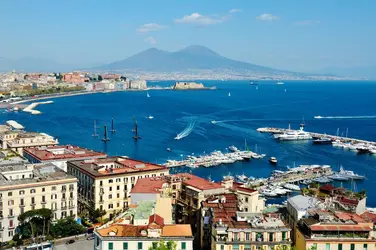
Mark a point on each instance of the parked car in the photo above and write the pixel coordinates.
(71, 241)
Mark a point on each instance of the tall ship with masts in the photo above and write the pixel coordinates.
(135, 130)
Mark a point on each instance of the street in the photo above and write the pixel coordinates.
(78, 245)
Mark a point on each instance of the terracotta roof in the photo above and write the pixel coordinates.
(148, 185)
(369, 216)
(182, 230)
(124, 165)
(363, 228)
(67, 152)
(198, 182)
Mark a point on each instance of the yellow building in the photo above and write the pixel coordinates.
(34, 186)
(105, 183)
(18, 140)
(324, 230)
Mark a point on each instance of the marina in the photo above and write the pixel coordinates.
(361, 146)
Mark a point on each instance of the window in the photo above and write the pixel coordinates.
(247, 236)
(154, 245)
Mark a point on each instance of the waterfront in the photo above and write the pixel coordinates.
(71, 121)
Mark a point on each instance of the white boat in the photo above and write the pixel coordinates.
(294, 135)
(291, 186)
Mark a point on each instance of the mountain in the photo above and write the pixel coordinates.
(367, 72)
(192, 57)
(30, 64)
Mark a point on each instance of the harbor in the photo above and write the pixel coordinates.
(214, 159)
(358, 145)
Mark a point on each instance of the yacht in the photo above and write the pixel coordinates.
(339, 177)
(294, 135)
(350, 174)
(242, 178)
(273, 160)
(233, 148)
(322, 180)
(291, 186)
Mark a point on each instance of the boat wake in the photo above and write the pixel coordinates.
(187, 131)
(346, 117)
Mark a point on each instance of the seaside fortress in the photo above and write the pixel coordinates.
(18, 140)
(105, 183)
(135, 236)
(27, 187)
(59, 155)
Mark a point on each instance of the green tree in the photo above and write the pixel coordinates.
(162, 245)
(66, 227)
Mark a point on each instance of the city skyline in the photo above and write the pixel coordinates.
(290, 35)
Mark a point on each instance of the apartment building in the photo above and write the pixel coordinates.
(334, 230)
(143, 237)
(18, 140)
(105, 183)
(59, 155)
(33, 186)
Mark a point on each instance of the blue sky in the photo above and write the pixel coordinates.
(288, 34)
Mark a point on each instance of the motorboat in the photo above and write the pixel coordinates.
(273, 160)
(242, 177)
(294, 135)
(339, 177)
(291, 186)
(321, 141)
(322, 180)
(350, 174)
(232, 148)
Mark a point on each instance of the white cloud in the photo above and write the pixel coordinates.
(198, 19)
(267, 17)
(151, 40)
(148, 27)
(235, 10)
(306, 22)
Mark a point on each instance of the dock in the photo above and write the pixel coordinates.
(342, 139)
(214, 159)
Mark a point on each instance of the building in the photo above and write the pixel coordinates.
(18, 140)
(327, 230)
(143, 237)
(59, 155)
(105, 183)
(227, 228)
(33, 186)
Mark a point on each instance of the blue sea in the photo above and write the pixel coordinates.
(190, 113)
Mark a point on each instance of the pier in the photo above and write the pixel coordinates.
(214, 159)
(317, 135)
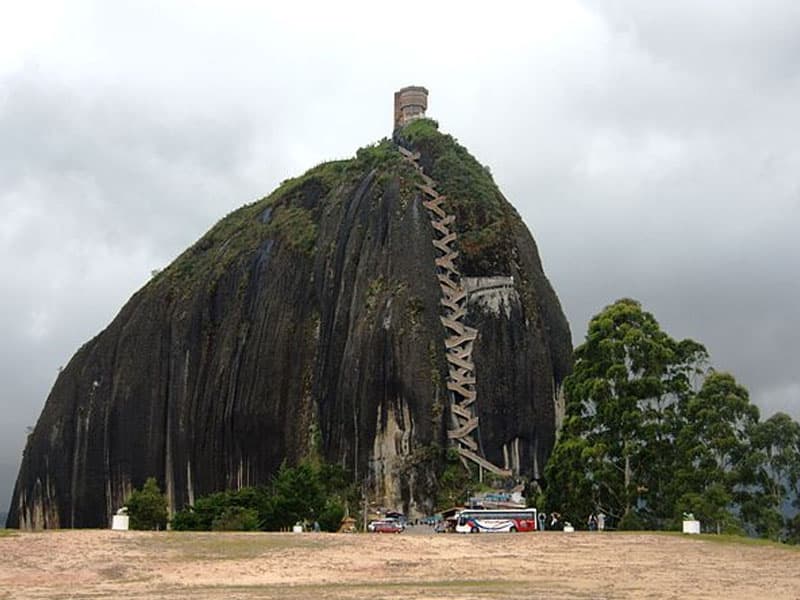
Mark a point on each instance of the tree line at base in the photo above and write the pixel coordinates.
(651, 433)
(310, 492)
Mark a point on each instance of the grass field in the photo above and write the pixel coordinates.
(100, 564)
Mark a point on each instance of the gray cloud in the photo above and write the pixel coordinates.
(649, 147)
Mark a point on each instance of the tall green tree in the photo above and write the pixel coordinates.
(616, 450)
(717, 453)
(775, 468)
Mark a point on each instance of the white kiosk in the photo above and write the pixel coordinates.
(121, 520)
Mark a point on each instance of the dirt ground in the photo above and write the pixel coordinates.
(551, 565)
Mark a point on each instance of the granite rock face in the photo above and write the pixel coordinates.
(308, 319)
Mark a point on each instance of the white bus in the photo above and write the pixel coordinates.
(478, 520)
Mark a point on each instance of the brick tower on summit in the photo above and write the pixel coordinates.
(410, 103)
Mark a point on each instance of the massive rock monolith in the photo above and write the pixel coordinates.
(311, 318)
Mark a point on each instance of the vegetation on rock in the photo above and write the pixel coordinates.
(306, 493)
(483, 217)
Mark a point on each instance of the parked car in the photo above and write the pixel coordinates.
(385, 526)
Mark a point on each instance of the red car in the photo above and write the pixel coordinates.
(385, 526)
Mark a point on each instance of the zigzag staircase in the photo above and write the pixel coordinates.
(461, 380)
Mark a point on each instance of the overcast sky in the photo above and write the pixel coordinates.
(651, 149)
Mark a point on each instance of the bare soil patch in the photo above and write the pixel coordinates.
(552, 565)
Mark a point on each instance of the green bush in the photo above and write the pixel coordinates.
(237, 518)
(147, 508)
(311, 491)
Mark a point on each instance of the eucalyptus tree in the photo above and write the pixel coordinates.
(717, 454)
(775, 470)
(616, 451)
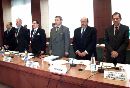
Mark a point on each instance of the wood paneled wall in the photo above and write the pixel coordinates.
(1, 24)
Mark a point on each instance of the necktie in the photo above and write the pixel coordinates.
(116, 31)
(35, 32)
(82, 32)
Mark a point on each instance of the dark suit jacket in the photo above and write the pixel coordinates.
(59, 41)
(38, 41)
(23, 39)
(117, 43)
(9, 38)
(86, 42)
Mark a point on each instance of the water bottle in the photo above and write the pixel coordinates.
(93, 64)
(26, 56)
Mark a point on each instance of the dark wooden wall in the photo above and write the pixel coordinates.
(1, 24)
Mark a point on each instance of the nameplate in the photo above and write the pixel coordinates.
(7, 59)
(60, 69)
(32, 64)
(115, 75)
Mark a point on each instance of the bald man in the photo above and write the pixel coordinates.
(22, 36)
(84, 40)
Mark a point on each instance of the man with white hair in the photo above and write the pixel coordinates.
(84, 40)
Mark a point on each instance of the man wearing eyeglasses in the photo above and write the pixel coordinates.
(116, 40)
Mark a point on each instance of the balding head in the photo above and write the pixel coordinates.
(18, 22)
(84, 22)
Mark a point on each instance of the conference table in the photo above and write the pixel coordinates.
(16, 75)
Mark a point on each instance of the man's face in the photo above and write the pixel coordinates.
(35, 25)
(58, 21)
(84, 23)
(116, 19)
(18, 22)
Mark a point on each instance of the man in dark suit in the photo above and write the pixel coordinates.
(38, 39)
(9, 37)
(22, 36)
(116, 40)
(84, 40)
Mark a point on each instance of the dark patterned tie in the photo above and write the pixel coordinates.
(116, 31)
(82, 33)
(57, 28)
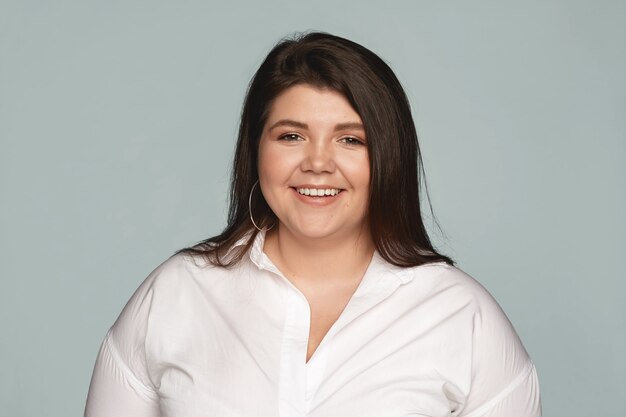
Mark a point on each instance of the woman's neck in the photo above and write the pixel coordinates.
(320, 263)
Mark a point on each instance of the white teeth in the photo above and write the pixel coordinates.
(318, 191)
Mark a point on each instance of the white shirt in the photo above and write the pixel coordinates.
(200, 340)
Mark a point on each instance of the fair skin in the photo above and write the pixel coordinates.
(314, 174)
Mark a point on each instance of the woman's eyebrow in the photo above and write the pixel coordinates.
(289, 123)
(294, 123)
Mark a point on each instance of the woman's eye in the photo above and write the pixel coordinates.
(352, 141)
(290, 137)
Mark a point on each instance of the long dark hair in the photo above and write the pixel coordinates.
(328, 61)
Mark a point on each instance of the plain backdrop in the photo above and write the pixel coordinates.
(117, 126)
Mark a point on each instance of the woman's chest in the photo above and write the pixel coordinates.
(251, 361)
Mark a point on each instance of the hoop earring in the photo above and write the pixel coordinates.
(250, 210)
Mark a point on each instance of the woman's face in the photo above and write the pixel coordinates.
(314, 165)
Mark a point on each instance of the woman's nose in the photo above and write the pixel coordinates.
(318, 158)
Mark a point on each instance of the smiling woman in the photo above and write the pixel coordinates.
(323, 296)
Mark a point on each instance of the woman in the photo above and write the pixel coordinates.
(323, 296)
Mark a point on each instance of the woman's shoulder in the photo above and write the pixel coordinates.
(441, 277)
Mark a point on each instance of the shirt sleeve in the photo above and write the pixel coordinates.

----------

**Task to complete**
Transcribe every record above exactly as written, leaving out any pictures.

**Exercise solution**
Mark a point on each instance of the parked car in the photo above and write the pixel coordinates.
(71, 241)
Mark a point on each instance of the tall ship with masts in the photo above and write the pixel coordinates.
(135, 130)
Mark a point on each instance of the street in the photo above and write the pixel coordinates.
(78, 245)
Mark a point on each instance of the terracotta roof in the photo above and write the pixel coordinates.
(148, 185)
(369, 216)
(182, 230)
(124, 165)
(363, 228)
(67, 152)
(198, 182)
Mark a point on each instance of the yellow building in the photo above and write the pixel coordinates.
(34, 186)
(105, 183)
(18, 140)
(324, 230)
Mark a point on each instance of the marina in the photo above and write the pixel coordinates.
(361, 146)
Mark a point on each instance of the window in the photo above and write the pixel coordinates.
(247, 236)
(154, 245)
Mark a point on each instance of the waterfront in the photo above and write the pixel coordinates.
(71, 121)
Mark a point on each instance of the white boat in the photo above and write the pixel coordinates.
(294, 135)
(291, 186)
Mark a point on each instance of the mountain in the photo above and write the pixel coordinates.
(367, 72)
(192, 57)
(30, 64)
Mark a point on each instance of the harbor in the photo above and write the pixel coordinates.
(214, 159)
(358, 145)
Mark a point on each instance of the yacht in the photo above and write the pixel coordinates.
(339, 177)
(294, 135)
(350, 174)
(242, 178)
(273, 160)
(233, 148)
(322, 180)
(291, 186)
Mark a point on each instance of the boat wake in the photo above and write the pixel coordinates.
(187, 131)
(346, 117)
Mark a point on each instance of the seaside fortress in the photo above and write the pixel coordinates.
(18, 140)
(105, 183)
(135, 236)
(27, 187)
(59, 155)
Mark a point on each instance of the green tree in the photo above and write the pixel coordinates.
(162, 245)
(66, 227)
Mark a point on each instance of the city skyline in the photo above and write the pixel coordinates.
(290, 35)
Mark a point on each instance of the apartment building in the photo above and write the pixel coordinates.
(334, 230)
(143, 237)
(18, 140)
(105, 183)
(59, 155)
(33, 186)
Mark a point on each instance of the blue sky in the photo above and write the pixel coordinates.
(288, 34)
Mark a point on each instance of the motorboat in the photo above and write the pixel coordinates.
(273, 160)
(242, 177)
(294, 135)
(339, 177)
(291, 186)
(321, 141)
(322, 180)
(350, 174)
(232, 148)
Mark a point on each instance of the white cloud in the photo above and write the pixel coordinates.
(198, 19)
(267, 17)
(151, 40)
(148, 27)
(235, 10)
(306, 22)
Mark a point on each instance of the dock in the photo above and write the pixel coordinates.
(342, 139)
(214, 159)
Mark a point on each instance of the building in the photo above and write the pixel coordinates.
(18, 140)
(327, 230)
(143, 237)
(59, 155)
(105, 183)
(227, 228)
(33, 186)
Mark a point on each instance of the blue sea in the photo above and write the pixel coordinates.
(190, 113)
Mark a point on each instance of the pier in the photo above and write the pixel coordinates.
(214, 159)
(317, 135)
Mark a point on each instance of the tree line at base in the photo above and write the pixel coordinates.
(651, 433)
(310, 492)
Mark a point on each instance of the grass field in the photo above and write the pixel coordinates.
(100, 564)
Mark a point on each instance of the gray cloud in the photo above and write the pixel coordinates.
(649, 147)
Mark a point on each instance of the tall green tree in the photo above and write the pixel coordinates.
(616, 450)
(717, 453)
(775, 468)
Mark a point on each instance of the white kiosk in the photo above and write the pixel coordinates.
(121, 520)
Mark a point on each instance of the dirt ground in the photo above and write the pixel coordinates.
(551, 565)
Mark a point on each instance of the granite rock face in the photo above and write the pixel coordinates.
(308, 319)
Mark a point on each instance of the white bus in the photo above and write the pixel coordinates.
(478, 520)
Mark a point on each instance of the brick tower on summit in the photo above and write the pixel coordinates.
(410, 103)
Mark a point on each instance of the massive rock monolith in the photo above and write the pixel coordinates.
(311, 318)
Mark a point on each instance of the vegetation on rock in the photo above and write the pixel coordinates.
(306, 493)
(483, 217)
Mark a point on each instance of the parked car in the photo above and write the pixel coordinates.
(385, 526)
Mark a point on each instance of the red car in the photo above and write the pixel coordinates.
(385, 526)
Mark a point on each instance of the zigzag staircase in the photo above and write the pixel coordinates.
(461, 380)
Mark a point on each instance of the overcast sky in the photo above and write the pixel coordinates.
(651, 149)
Mark a point on each instance of the bare soil patch in the photo above and write the pixel coordinates.
(552, 565)
Mark a point on each instance of the green bush in the photo above and write the pixel coordinates.
(237, 518)
(147, 508)
(311, 491)
Mark a point on each instance of the eucalyptus tree in the photo above and write the pixel coordinates.
(717, 454)
(775, 470)
(616, 451)
Mark a point on each instance of the wood paneled wall in the photo above and write the pixel coordinates.
(1, 24)
Mark a point on each instance of the necktie in the photo above and write the pixel coordinates.
(116, 31)
(35, 32)
(82, 32)
Mark a point on each instance of the dark suit jacket in the photo above and write the pixel coordinates.
(59, 41)
(38, 41)
(23, 39)
(117, 43)
(9, 38)
(86, 42)
Mark a point on each instance of the water bottle in the photo above and write the pixel coordinates.
(93, 64)
(26, 56)
Mark a point on each instance of the dark wooden wall in the photo above and write the pixel coordinates.
(1, 24)
Mark a point on each instance of the nameplate in the photo above and write the pixel coordinates.
(7, 59)
(60, 69)
(32, 64)
(115, 75)
Mark a point on each instance of the bald man in the photo above and write the pixel coordinates.
(22, 36)
(84, 40)
Mark a point on each instance of the man with white hair in the photo above and write the pixel coordinates.
(84, 40)
Mark a point on each instance of the man wearing eyeglasses in the photo above and write the pixel coordinates.
(116, 40)
Mark a point on each instance of the balding head in the photo above and write the pixel coordinates.
(18, 22)
(84, 22)
Mark a point on each instance of the conference table in the photo above and write the pixel coordinates.
(16, 75)
Mark a point on each instance of the man's face in the photo above and write the pixel coordinates.
(35, 25)
(58, 21)
(84, 23)
(116, 19)
(18, 22)
Mark a point on each instance of the man in dark suit in the photo above and write the pixel coordinates.
(38, 39)
(9, 37)
(22, 36)
(116, 40)
(84, 40)
Mark a point on each instance of the dark patterned tie in the photo above and write the pixel coordinates.
(116, 31)
(82, 33)
(57, 28)
Mark a point on each instance of the woman's neck in the photo above and write the pixel coordinates.
(320, 263)
Mark a point on each instance of the white teeth in the photo above and write the pixel coordinates.
(318, 191)
Mark a point on each instance of the white shirt in the photo above and write the pixel coordinates.
(200, 340)
Mark a point on each instance of the fair skin in the photo above and write the pixel coordinates.
(314, 174)
Mark a point on each instance of the woman's eyebrow in the photo above and write the pixel coordinates.
(289, 123)
(294, 123)
Mark a point on each instance of the woman's eye in the photo above and write the pixel coordinates.
(352, 141)
(290, 137)
Mark a point on each instance of the long dark hair in the photo above and write the pixel coordinates.
(328, 61)
Mark a point on each instance of the plain backdrop in the photo above and write the pixel coordinates.
(117, 126)
Mark a point on each instance of the woman's chest in the photo above and write the pixel coordinates.
(251, 361)
Mark a point on each instance of the hoop earring in the photo above and write the pixel coordinates.
(250, 210)
Mark a point on each instance of the woman's face in the photo above and write the pixel coordinates.
(314, 165)
Mark a point on each instance of the woman's nose in the photo above and write the pixel coordinates.
(318, 158)
Mark a point on each instance of the smiling woman in the photo above and write the pixel coordinates.
(323, 296)
Mark a point on each instance of the woman in the photo above and write the pixel coordinates.
(323, 296)
Mark a point on each instance of the woman's shoulder in the photo above and write the pixel coordinates.
(441, 277)
Mark a point on each instance of the shirt sleeve in the photo above and write the pixel coordinates.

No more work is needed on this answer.